Records from a dataset:
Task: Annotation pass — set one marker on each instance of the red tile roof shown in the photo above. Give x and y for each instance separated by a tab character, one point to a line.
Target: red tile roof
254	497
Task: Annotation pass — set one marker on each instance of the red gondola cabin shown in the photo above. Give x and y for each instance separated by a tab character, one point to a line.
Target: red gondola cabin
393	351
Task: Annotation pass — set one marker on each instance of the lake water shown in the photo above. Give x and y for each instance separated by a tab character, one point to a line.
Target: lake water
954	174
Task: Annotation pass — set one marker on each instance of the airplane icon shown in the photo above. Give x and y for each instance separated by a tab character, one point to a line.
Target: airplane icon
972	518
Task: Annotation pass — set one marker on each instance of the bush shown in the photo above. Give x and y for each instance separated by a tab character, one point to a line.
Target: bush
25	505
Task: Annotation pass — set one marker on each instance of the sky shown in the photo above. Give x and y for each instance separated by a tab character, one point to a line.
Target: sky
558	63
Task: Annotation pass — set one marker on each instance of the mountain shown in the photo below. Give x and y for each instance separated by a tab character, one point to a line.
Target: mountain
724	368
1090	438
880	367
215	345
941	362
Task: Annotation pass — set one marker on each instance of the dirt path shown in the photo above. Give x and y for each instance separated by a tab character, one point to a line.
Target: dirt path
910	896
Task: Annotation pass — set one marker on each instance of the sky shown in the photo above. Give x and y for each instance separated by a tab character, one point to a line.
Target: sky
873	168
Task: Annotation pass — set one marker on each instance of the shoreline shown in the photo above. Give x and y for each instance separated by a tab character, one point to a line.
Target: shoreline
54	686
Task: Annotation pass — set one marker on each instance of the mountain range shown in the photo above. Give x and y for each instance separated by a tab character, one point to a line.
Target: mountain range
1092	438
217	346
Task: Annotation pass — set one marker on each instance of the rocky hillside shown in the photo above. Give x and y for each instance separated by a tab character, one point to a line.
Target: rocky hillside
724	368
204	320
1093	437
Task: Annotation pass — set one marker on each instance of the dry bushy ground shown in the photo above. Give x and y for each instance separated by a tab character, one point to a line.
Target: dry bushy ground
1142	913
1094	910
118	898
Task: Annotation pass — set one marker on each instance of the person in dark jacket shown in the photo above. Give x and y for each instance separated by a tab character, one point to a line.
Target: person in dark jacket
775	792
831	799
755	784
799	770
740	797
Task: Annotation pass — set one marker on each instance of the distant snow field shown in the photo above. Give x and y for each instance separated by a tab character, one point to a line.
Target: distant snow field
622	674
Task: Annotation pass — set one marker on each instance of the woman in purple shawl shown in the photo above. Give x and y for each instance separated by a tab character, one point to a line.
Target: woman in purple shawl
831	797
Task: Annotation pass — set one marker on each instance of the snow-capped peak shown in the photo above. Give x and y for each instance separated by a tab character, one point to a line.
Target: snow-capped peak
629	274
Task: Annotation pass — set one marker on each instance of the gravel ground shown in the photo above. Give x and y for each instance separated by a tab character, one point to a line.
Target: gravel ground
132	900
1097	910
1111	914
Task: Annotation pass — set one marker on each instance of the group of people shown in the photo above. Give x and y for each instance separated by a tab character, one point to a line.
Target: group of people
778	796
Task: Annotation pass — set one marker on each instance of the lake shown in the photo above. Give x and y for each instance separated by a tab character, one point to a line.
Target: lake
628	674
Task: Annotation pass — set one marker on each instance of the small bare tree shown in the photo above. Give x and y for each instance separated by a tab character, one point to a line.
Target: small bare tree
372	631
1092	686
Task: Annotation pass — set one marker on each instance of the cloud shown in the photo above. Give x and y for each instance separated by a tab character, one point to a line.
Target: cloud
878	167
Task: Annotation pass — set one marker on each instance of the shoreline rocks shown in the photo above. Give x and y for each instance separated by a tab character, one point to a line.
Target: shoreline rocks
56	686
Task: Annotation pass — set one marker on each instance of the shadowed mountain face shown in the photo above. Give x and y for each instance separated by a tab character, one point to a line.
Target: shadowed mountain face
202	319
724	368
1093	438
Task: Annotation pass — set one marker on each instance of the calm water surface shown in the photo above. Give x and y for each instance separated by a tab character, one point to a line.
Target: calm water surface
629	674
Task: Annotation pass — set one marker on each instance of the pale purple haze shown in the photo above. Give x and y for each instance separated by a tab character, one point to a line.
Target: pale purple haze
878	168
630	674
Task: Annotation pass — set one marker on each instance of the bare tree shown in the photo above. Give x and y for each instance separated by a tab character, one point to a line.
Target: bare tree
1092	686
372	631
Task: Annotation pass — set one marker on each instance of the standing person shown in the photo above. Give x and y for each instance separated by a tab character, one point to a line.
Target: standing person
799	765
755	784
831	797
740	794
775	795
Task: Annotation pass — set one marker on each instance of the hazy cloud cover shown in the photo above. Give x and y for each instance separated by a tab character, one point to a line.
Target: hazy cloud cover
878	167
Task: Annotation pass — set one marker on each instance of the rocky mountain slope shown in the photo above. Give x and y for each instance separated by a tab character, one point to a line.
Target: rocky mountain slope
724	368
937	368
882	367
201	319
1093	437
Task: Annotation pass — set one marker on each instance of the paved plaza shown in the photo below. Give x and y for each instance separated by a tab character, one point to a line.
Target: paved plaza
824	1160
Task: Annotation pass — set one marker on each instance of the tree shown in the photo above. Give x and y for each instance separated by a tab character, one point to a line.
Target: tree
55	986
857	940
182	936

### Task
Convert the records above into a two-column CSV with columns named task and answer, one row per record. Put each record's text and its answer in a single quoted field each, replacing line breaks with spaces.

### Exercise output
task,answer
"Task: Annotation pass — set one marker on each instance of the red tile roof shown in the photo above. Give x and y for each instance separated by a tab character, one point to a line. Target: red tile roof","254	497"
"Task: Annotation pass — set one marker on each instance of the red gondola cabin shown in the photo above. Give x and y for each instance separated by a tab character, one point to a line. Target: red gondola cabin","393	351"
"Task: Annotation pass — set one marker on each instance of the lake water shown in the photo above. Give x and y for each instance separated by a tab character, one point to a line. Target: lake water","954	174"
"Task: Annotation pass — set one marker on each instance of the airplane icon shown in the photo above. Give x and y for each instance separated by a tab character, one point to a line. Target: airplane icon","972	518"
"Task: Annotation pass — set one marker on each instance of the bush shown in the photo above. Give x and y for each instance separated by a tab character, one point to a line. Target: bush","25	505"
"Task: Annotation pass — set one marker on each instance of the sky shown in the photo above. Give x and y for each instance separated by a tab character, one point to a line. Target: sky","558	63"
"Task: Annotation pass — set one marker on each instance of the mountain shown in the photo below. Give x and y for each instance separated by a tab character, one point to a line. Target: mountain","724	368 1090	438 880	367 215	345 941	362"
"Task: Annotation pass — set one marker on each instance of the dirt path shown in the photo above. Give x and y for each instance separated by a tab character, one point to a line. Target: dirt path","910	896"
"Task: Annotation pass — set one marker on each instance of the sky shown in the photo above. Give x and y for each instance separated by a tab character, one point to a line. Target: sky","873	168"
"Task: Annotation pass — set one marker on each instance of the shoreline shown in the photo above. Give x and y for each instance separated by a tab character, one point to a line. Target: shoreline","54	686"
"Task: Annotation pass — set one marker on each instance of the mountain range shown in the photo above. Give x and y for each instance separated by a tab character, one point to a line. Target: mountain range","1092	438 217	346"
"Task: Annotation pass — set one marker on each instance of the rocky hillside shown in the photo above. Give x and y for each instance separated by a tab character, one point to a line. Target: rocky hillside","724	368 204	320 1093	437"
"Task: Annotation pass — set one marker on each instance of the dry bushy ground shown in the photo above. Give x and y for each instance separated by a tab character, one point to a line. Target: dry bushy ground","1142	913 1094	910 118	898"
"Task: Annotation pass — set one marker on each instance of the person in dark jacket shown in the photo above. Give x and y for each instance separated by a tab character, one point to a line. Target: person in dark jacket","775	792 831	799 755	784 799	770 740	797"
"Task: Annotation pass — set one marker on each instance of the distant snow field shown in the photo above. Give x and y for each instance separated by a tab character, one point to a line. Target: distant snow field","622	674"
"Task: Annotation pass — set one marker on each instance of the woman in purple shawl shown in the photo above. Give x and y for each instance separated by a tab character, one point to a line. Target: woman in purple shawl","831	797"
"Task: Annotation pass — set one marker on each instance of the snow-capped peak shown in the photo above. Give x and y for each instance separated by a tab character, one point to a line. Target: snow-capped peak","629	274"
"Task: Annotation pass — set one marker on each instance of the gravel ground shown in the photo above. Give x and y for each instance separated by a tab character, one point to a line. Target: gravel ground","132	900 1097	910 1111	914"
"Task: Annotation pass — set one marker on each instance of the group of people shown in the photo above. Give x and y for each instance separated by a tab character, one point to a line. Target: group of people","778	796"
"Task: Annotation pass — set one marker on each instance of the lake shown in the photo above. Give x and y for each instance separated by a tab character, one point to a line. Target: lake","628	674"
"Task: Annotation pass — set one marker on each instance of the small bare tree shown in the photo above. Give x and y for each instance separated by a tab character, one point to a line. Target: small bare tree","372	631 1092	686"
"Task: Annotation pass — set one marker on each instance of the cloud shown in the photo above. Give x and y for each instance separated by a tab character, one point to a line. Target: cloud","878	167"
"Task: Annotation pass — set one marker on each instance of the shoreline rocks shown in the photo above. Give x and y for each instance separated by a tab character, one point to a line. Target: shoreline rocks","56	686"
"Task: Annotation pass — set one marker on each instance of the shadowed mountain face shown in the photo above. Give x and y for each instance separated by a tab character, one point to a line. Target: shadowed mountain face","202	319 724	368 1093	438"
"Task: Annotation pass — set one marker on each instance of the calm water surface shown in the photo above. Give x and y for each instance separated by a tab character, one point to a line. Target: calm water surface","629	674"
"Task: Annotation pass — set one marker on each instance of the pale purple haze shown in the photo above. Give x and y for each instance separated by a tab character, one point to a line. Target: pale purple haze","878	168 630	674"
"Task: Annotation pass — set one marker on each instance of the bare tree shown in the photo above. Give x and y for each instance separated by a tab character, one point to a line. Target: bare tree","1092	686 372	631"
"Task: Annotation pass — set one marker on each instance of the standing person shown in the photo above. Give x and y for each instance separated by a tab character, one point to a line. Target: standing person","799	765 755	784 831	797 740	794 775	795"
"Task: Annotation pass — set one marker on each instance of the hazy cloud cover shown in the photo above. Give x and y for each instance separated by a tab character, one point to a line. Target: hazy cloud cover","878	167"
"Task: Annotation pass — set one marker on each instance of the rocky mountain slope shown in the photo above. Give x and y for each instance separated by a tab character, one point to a line. Target: rocky mountain slope","724	368 937	368 882	367 201	319 1093	437"
"Task: Annotation pass — set one marker on each instance of the paved plaza shown in the photo below. Give x and y for each instance separated by a tab character, one point to a line. Target: paved plaza","824	1160"
"Task: Annotation pass — set one marker on each instance of the tree shown in the photo above. Give x and y for each instance separated by a tab character, one point to a line. Target: tree","55	986 857	940 182	936"